Instructions for the task: Every line of the records below should be restated exactly.

Raw data:

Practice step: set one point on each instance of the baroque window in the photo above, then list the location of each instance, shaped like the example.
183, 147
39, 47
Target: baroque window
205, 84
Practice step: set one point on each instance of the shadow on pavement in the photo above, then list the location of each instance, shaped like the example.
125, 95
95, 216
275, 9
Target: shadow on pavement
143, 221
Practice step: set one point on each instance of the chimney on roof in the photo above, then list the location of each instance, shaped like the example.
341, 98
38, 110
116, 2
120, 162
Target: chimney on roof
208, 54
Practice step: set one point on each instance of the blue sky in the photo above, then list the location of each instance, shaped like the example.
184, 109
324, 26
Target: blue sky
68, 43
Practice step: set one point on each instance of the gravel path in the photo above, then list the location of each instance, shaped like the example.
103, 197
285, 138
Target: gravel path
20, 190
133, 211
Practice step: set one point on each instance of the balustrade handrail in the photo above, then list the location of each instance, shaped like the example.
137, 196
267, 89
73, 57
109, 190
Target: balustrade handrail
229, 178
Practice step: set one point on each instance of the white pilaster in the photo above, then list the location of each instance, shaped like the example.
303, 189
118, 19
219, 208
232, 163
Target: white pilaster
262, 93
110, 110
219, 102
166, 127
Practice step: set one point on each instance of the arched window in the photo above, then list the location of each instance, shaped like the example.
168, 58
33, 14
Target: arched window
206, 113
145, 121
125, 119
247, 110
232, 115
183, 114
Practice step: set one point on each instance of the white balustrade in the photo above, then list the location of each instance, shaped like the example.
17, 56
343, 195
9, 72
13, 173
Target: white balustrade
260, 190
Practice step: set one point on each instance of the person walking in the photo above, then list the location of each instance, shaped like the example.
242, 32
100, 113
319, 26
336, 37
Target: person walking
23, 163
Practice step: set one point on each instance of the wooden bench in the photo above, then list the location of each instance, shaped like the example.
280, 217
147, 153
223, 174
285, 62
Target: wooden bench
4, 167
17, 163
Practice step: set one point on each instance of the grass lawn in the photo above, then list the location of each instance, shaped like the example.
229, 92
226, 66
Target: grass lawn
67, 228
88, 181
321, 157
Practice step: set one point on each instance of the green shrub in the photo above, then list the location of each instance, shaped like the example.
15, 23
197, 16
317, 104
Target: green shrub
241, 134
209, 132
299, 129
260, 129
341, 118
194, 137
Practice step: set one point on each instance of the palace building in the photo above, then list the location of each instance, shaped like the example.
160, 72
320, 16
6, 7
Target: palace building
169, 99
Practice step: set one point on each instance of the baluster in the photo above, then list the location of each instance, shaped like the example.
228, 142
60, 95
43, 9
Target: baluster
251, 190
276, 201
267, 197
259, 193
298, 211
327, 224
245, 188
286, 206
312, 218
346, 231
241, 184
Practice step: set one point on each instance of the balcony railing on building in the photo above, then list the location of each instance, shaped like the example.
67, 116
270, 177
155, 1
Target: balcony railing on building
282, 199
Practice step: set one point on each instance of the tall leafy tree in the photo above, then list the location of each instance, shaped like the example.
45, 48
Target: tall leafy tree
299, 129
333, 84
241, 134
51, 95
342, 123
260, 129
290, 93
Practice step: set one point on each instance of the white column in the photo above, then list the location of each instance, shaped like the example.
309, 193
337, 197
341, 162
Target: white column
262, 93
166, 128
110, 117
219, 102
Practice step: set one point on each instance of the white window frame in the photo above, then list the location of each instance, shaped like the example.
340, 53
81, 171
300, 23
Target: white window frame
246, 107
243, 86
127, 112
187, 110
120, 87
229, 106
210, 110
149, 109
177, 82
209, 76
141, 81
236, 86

Exercise answer:
Practice step: set one point on each instance of the baroque window in the photo above, then list the location of each instance, shaped like the example.
183, 147
39, 47
Target: baroque window
205, 84
Practice step: set one point on each instance of the shadow on pavement in the photo above, then list the location of each instance, shaped like the example.
125, 95
95, 216
275, 9
Target: shadow on pavement
143, 221
Practice step: set one point on each instance of the chimney on roof in the photo above, then list the location of each instance, shaped like the example.
341, 98
38, 110
116, 2
120, 162
Target: chimney on roof
208, 54
Practice step: set one point on each instance of the blue sky in the photo above, then list the location of each instance, shaped like the example.
184, 109
324, 26
Target: blue sky
68, 43
Practice step: set one point on each instance of the gravel path in the photo above, then list the location of each instance, shaped like the example.
103, 197
285, 138
Target: gravel path
20, 190
133, 211
Practice step: set one point on each instance of the balustrade handrail in the photo above, then list the location of each instance, shaped like the example.
137, 196
267, 89
73, 57
109, 190
Target: balustrade handrail
229, 178
Practice step: set one point on each instance of the white pilaster in the photo above, then list the location of each instance, shaped like the example.
303, 189
118, 19
219, 208
232, 163
Target: white pilaster
262, 93
110, 110
219, 102
166, 127
Practice step: set one point on each instance of the arched window in the photo above, then list the location of each instance, shaped like the example.
168, 58
33, 14
Target: arched window
206, 113
145, 121
125, 119
247, 110
232, 115
183, 114
Practice step: set one point on each instance of the white balustrade in the photo above, then list the location of each instance, shaped like the example.
17, 56
343, 195
9, 72
13, 173
Target: white balustrade
260, 190
Practice step: set one point on each instance of the person walking in the photo above, then list the location of each instance, shaped like the example.
242, 32
100, 113
319, 26
336, 37
Target: person walking
23, 163
Practice step: set one point on each instance of the wooden bench in the photo above, then list the location of each instance, shaped like the example.
280, 217
147, 153
223, 174
285, 62
Target: wooden bench
4, 167
17, 163
Practice step: set one point on each instance of the grass lawn in the photo above, then list the location of each instance, shaped like the example.
229, 92
226, 66
Target: grass lawn
67, 228
88, 181
321, 157
Practice step: set one point on each instance of the green shrub in the photo above, then list the location of each instance, shaped like the example.
15, 23
197, 16
317, 104
Target: green shrub
241, 134
209, 132
299, 129
260, 129
341, 118
194, 137
Practice step: set one point on each instance of the palace building in the photo above, then list the location of each instance, shaped like the example.
160, 72
320, 16
6, 7
Target: palace building
169, 99
Practice step: set one point on each instance of the baluster in the photo above, then list the location of each instance, shaped like the example.
228, 142
60, 95
43, 9
Target: baluster
251, 190
276, 201
267, 197
259, 193
298, 211
327, 224
245, 188
286, 206
312, 218
346, 231
241, 184
Practice step: set one point on each instance of the balcony railing on building in the photo above, then list the location of each instance, shaped like the example.
67, 116
270, 177
155, 1
Target: balcony railing on building
282, 199
Practice step: set one point on each instance of the tall leafy tree in the photo above, then list the location of each instance, shaped like the example.
45, 48
Target: tall leafy tree
299, 129
333, 84
241, 134
51, 95
342, 123
260, 129
290, 93
Practice step: set one point on each instance of the white column in the photo above, then list the location of each instance, shaped like the example.
309, 193
337, 197
341, 162
Target: white column
262, 93
166, 128
110, 117
219, 102
Practice step: set one point on each instance of the white window frame in the photo above, then list the location of each instance, shaped like the example.
340, 53
81, 171
300, 23
Target: white window frame
246, 107
243, 86
127, 112
187, 110
120, 87
229, 106
210, 110
149, 109
177, 82
209, 76
141, 81
236, 86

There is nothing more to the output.